Breaking Down Leetcode Problems: Koko Eating Bananas

Hi, welcome to my new series where I break down Leetcode problems to help you understand the thought process. Let's dive straight into the problem.

The Problem

Koko loves to eat bananas. There are n piles of bananas, where the ith pile has piles[i] bananas. The guards have left and will return in h hours.

Koko can decide her bananas-per-hour eating speed, denoted by k. Each hour, she chooses a pile and eats k bananas. If the pile has fewer than k bananas, she eats all of them and does not eat any more bananas during that hour.

Your task is to return the minimum integer k such that Koko can eat all the bananas within h hours.

Let's Break It Down

I admit, this problem took me some time to understand due to its wording.

# Raw records

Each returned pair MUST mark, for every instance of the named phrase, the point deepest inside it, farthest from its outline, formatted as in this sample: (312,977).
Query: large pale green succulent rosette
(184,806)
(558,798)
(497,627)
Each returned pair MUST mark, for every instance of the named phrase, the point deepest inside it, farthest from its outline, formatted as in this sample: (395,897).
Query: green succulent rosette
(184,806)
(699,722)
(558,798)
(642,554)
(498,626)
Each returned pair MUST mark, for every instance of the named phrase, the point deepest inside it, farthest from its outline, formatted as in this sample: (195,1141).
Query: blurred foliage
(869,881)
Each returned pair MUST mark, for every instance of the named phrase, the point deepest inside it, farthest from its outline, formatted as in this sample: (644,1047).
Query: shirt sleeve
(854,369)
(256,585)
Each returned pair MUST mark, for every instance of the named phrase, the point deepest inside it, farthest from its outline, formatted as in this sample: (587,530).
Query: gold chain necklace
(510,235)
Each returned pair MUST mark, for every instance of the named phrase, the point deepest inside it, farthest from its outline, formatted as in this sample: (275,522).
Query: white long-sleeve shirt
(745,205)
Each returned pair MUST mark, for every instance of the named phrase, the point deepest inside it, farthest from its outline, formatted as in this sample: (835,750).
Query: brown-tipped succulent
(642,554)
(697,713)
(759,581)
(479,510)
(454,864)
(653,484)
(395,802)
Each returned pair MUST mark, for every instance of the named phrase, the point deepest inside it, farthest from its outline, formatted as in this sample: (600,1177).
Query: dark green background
---
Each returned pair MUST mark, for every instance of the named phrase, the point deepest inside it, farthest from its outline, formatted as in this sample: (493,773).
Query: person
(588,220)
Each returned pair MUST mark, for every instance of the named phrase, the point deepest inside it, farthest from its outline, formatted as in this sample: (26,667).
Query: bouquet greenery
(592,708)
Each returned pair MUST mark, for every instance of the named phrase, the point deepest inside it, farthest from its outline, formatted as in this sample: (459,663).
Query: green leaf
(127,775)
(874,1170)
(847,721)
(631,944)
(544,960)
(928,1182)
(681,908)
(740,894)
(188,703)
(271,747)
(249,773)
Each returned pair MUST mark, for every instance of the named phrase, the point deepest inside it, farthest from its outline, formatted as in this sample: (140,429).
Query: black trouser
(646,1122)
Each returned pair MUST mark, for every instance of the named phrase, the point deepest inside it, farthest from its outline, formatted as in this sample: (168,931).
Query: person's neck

# What you have to do
Decide whether each statement agrees with the Koko Eating Bananas text: (a) when a pile holds fewer than k bananas, Koko moves on to another pile in the same hour; (b) the guards will come back in h hours; (c) the goal is to return the largest integer k that works. Answer yes or no for each, quoting the deciding words of the text. The records on this page are separate material, apart from the Koko Eating Bananas text.

# Result of the exercise
(a) No: "she eats all of them and does not eat any more bananas during that hour."
(b) Yes: "The guards have left and will return in h hours."
(c) No: "return the minimum integer k such that Koko can eat all the bananas within h hours."